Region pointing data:
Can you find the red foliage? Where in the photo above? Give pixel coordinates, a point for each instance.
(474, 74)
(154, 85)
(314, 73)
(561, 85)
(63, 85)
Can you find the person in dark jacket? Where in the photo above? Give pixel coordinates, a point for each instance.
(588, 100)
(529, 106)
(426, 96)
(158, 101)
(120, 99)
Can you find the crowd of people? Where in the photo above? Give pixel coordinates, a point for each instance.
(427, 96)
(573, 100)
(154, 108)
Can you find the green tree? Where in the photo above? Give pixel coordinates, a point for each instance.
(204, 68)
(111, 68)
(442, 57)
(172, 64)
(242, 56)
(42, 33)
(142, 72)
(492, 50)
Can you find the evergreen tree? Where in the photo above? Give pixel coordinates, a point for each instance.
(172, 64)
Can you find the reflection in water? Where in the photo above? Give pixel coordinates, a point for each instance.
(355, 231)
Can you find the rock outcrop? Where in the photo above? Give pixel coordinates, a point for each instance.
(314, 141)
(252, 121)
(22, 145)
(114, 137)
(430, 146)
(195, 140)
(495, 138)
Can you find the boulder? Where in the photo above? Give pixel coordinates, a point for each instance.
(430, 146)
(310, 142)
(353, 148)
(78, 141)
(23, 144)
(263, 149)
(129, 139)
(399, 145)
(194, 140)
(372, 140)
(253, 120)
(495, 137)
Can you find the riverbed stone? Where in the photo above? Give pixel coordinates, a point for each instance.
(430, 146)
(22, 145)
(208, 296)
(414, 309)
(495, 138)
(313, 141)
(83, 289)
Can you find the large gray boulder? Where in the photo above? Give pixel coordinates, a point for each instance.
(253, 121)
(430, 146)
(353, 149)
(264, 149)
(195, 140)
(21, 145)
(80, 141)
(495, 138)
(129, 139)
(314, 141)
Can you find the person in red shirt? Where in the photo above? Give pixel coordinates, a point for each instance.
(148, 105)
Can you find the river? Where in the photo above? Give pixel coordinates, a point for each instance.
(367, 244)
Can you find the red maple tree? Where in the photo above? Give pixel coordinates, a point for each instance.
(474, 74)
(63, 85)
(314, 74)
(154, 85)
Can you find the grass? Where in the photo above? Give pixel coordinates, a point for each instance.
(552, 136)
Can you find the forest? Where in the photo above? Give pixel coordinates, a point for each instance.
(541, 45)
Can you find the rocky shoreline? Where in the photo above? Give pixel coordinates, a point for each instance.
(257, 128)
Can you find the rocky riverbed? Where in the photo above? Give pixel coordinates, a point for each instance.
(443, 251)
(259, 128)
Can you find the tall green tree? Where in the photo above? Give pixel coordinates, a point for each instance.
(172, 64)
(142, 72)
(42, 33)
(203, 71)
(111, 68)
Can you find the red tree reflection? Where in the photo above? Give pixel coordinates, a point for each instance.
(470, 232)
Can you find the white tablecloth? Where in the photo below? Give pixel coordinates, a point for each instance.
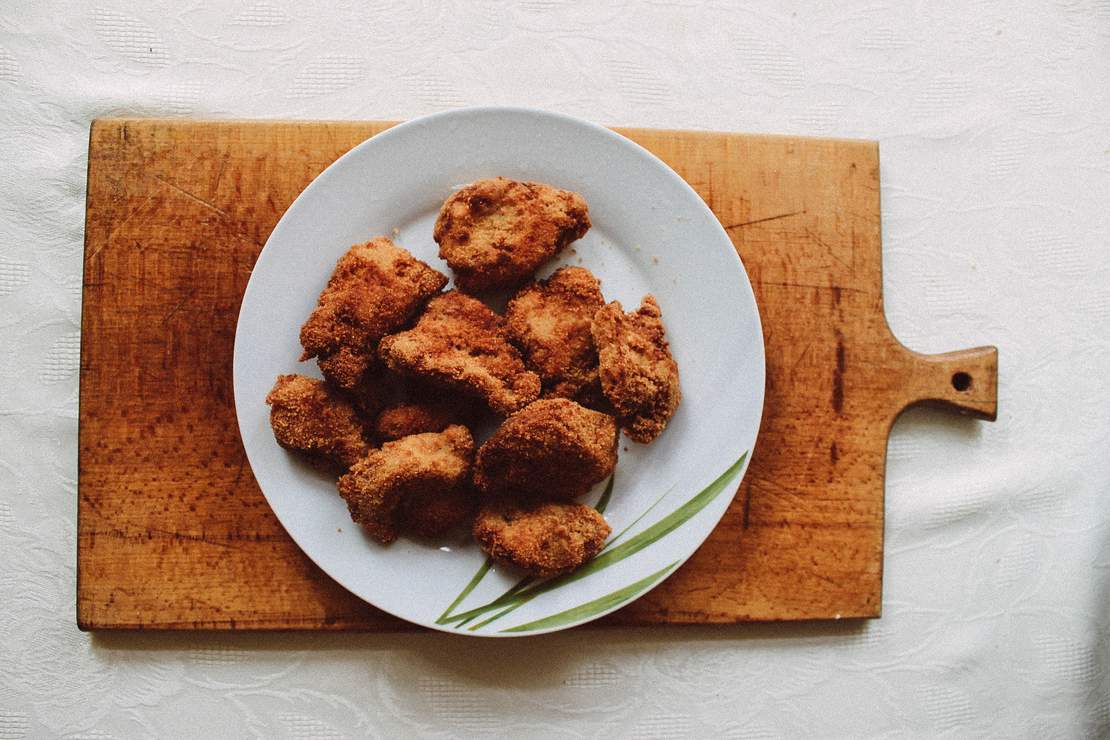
(995, 129)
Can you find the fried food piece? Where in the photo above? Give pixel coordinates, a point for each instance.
(551, 320)
(495, 233)
(638, 375)
(432, 514)
(544, 539)
(419, 416)
(460, 344)
(374, 391)
(423, 466)
(312, 418)
(552, 449)
(376, 287)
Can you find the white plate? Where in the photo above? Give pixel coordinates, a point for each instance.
(652, 234)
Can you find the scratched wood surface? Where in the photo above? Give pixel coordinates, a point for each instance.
(173, 531)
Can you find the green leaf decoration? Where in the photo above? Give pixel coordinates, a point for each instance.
(597, 606)
(518, 596)
(466, 591)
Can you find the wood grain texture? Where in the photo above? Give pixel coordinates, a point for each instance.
(173, 531)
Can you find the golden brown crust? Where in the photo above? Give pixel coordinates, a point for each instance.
(312, 418)
(495, 233)
(423, 465)
(638, 375)
(460, 344)
(375, 289)
(544, 539)
(552, 449)
(551, 321)
(419, 416)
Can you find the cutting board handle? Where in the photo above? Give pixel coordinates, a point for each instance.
(965, 381)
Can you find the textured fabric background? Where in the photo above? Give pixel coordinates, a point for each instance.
(995, 125)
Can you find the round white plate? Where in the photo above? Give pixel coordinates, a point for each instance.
(652, 234)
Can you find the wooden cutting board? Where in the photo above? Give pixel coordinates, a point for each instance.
(173, 531)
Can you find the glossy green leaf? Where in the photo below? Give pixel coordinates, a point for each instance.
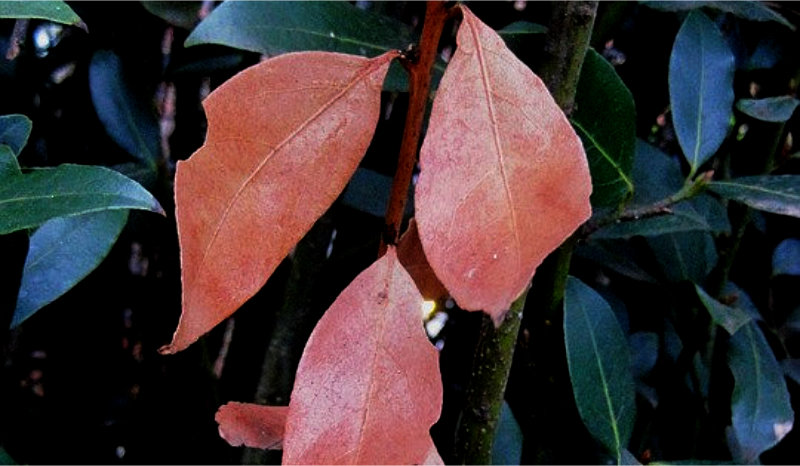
(62, 252)
(779, 194)
(786, 258)
(616, 255)
(14, 131)
(684, 256)
(655, 176)
(752, 10)
(701, 71)
(728, 317)
(31, 199)
(682, 218)
(605, 119)
(277, 27)
(599, 367)
(9, 166)
(774, 109)
(760, 407)
(184, 14)
(507, 446)
(56, 11)
(127, 119)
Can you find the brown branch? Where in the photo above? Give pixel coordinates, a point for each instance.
(419, 69)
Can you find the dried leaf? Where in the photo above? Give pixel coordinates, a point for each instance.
(411, 255)
(504, 179)
(284, 138)
(252, 425)
(368, 387)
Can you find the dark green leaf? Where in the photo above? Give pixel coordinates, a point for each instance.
(791, 368)
(712, 211)
(599, 367)
(605, 119)
(786, 258)
(277, 27)
(683, 218)
(31, 199)
(507, 446)
(62, 252)
(779, 194)
(727, 317)
(774, 109)
(14, 131)
(701, 71)
(752, 10)
(760, 407)
(126, 118)
(615, 255)
(56, 11)
(685, 256)
(182, 14)
(9, 166)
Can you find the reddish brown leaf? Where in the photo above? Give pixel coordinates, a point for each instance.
(504, 178)
(368, 387)
(284, 137)
(411, 255)
(252, 425)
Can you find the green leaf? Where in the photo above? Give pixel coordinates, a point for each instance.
(684, 256)
(507, 445)
(14, 131)
(786, 258)
(599, 367)
(683, 218)
(773, 109)
(752, 10)
(277, 27)
(701, 70)
(184, 14)
(33, 198)
(9, 166)
(760, 407)
(62, 252)
(779, 194)
(126, 118)
(605, 119)
(727, 317)
(56, 11)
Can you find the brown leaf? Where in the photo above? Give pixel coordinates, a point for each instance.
(411, 255)
(368, 387)
(252, 425)
(284, 137)
(504, 178)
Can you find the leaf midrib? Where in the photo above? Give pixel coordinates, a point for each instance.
(604, 382)
(369, 67)
(606, 156)
(487, 88)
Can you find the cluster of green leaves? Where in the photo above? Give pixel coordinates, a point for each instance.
(72, 213)
(681, 211)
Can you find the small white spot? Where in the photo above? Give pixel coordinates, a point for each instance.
(434, 326)
(781, 429)
(427, 308)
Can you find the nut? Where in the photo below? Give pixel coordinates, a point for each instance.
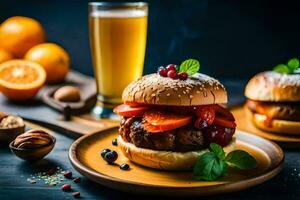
(67, 94)
(11, 121)
(33, 139)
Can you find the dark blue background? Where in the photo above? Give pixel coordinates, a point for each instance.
(232, 39)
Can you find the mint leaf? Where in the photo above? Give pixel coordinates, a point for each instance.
(282, 68)
(240, 159)
(293, 64)
(190, 66)
(218, 150)
(209, 167)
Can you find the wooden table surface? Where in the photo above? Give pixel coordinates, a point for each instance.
(14, 173)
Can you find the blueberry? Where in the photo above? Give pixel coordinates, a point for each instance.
(111, 157)
(114, 142)
(124, 166)
(104, 151)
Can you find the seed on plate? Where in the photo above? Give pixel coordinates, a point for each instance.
(76, 194)
(111, 157)
(104, 151)
(77, 180)
(66, 187)
(114, 142)
(124, 166)
(68, 175)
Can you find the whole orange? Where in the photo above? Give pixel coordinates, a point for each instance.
(5, 55)
(18, 34)
(53, 58)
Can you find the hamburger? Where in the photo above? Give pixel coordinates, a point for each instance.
(167, 123)
(273, 103)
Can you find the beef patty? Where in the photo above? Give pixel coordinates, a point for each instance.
(183, 139)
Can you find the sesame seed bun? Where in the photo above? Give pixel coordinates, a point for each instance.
(273, 86)
(165, 160)
(275, 125)
(198, 89)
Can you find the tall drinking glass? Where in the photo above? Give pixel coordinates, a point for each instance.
(118, 33)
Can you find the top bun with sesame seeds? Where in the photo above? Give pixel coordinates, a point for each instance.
(198, 89)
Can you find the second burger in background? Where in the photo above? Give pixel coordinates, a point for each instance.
(274, 99)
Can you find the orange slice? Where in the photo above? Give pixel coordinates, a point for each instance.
(20, 79)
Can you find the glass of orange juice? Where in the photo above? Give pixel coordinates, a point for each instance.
(118, 34)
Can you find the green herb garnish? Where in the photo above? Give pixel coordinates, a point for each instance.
(213, 164)
(190, 66)
(289, 68)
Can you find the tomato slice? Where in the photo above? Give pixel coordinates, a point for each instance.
(206, 113)
(223, 111)
(224, 122)
(160, 121)
(128, 111)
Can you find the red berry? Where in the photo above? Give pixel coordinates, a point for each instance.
(206, 113)
(68, 174)
(66, 187)
(182, 75)
(172, 74)
(162, 71)
(50, 172)
(171, 67)
(77, 180)
(200, 123)
(76, 194)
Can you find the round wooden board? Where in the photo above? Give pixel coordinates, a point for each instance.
(285, 140)
(84, 155)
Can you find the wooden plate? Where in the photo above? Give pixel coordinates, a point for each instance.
(284, 140)
(84, 155)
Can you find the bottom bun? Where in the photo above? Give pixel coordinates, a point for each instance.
(275, 125)
(165, 160)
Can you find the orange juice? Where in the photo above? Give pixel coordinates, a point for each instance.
(118, 43)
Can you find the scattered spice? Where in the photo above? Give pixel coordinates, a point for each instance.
(66, 187)
(114, 142)
(124, 166)
(76, 194)
(50, 172)
(56, 176)
(77, 180)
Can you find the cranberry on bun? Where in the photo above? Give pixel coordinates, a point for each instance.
(167, 123)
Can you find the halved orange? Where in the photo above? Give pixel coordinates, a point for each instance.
(21, 79)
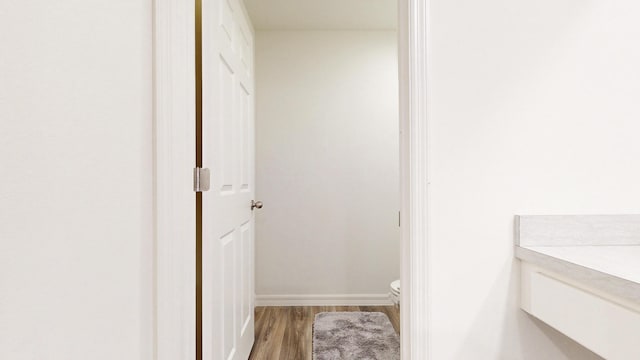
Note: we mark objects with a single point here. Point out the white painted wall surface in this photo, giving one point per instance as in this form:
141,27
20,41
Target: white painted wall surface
76,180
534,111
327,162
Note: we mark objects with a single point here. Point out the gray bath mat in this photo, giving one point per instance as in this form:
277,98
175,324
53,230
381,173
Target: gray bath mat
354,336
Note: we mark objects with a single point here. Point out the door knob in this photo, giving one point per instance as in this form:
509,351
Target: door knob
256,204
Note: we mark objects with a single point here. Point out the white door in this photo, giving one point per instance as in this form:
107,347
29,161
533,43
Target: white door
228,235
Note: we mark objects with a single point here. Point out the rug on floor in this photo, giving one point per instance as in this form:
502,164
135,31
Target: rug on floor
354,336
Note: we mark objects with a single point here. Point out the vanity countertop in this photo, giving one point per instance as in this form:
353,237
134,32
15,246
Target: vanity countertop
611,268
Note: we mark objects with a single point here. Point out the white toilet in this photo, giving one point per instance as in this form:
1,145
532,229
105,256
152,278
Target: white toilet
394,294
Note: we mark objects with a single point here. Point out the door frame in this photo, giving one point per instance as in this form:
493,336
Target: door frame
175,201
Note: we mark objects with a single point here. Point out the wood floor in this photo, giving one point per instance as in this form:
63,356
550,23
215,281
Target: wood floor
284,333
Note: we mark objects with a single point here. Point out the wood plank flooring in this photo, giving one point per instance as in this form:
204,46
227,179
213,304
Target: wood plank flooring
284,333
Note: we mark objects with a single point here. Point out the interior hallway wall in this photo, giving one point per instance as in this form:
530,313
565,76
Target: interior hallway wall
534,111
76,180
327,163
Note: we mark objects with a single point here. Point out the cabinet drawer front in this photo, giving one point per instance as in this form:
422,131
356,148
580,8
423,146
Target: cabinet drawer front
603,326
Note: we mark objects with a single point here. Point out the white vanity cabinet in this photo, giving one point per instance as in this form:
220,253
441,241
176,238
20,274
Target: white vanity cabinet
581,276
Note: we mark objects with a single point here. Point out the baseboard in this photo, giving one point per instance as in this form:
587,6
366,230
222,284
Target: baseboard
324,300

> EXERCISE PROMPT
Output the line bearing "Target: interior hallway wall" along with all the lines after it through the end of the entries, exactly, and no other lines.

> ANSWER BELOW
Target: interior hallway wall
534,111
76,180
327,163
Note: we mark objects with a single point here. Point out the cabinet drawer front in this photo, giving one point per instance as in this form:
422,131
356,148
580,8
423,146
Target: cabinet drawer front
603,326
Note: we mark objects with a single point here. Point out the white vanity cabinet in this photo, giving one point per instance as in this form:
220,253
441,241
176,238
20,274
Target: white vanity cabinet
581,276
Note: we mark objects with a single point here. Point out the baseboard in this photo, giving one point per instance as in this form:
587,6
366,230
222,284
Target: baseboard
324,300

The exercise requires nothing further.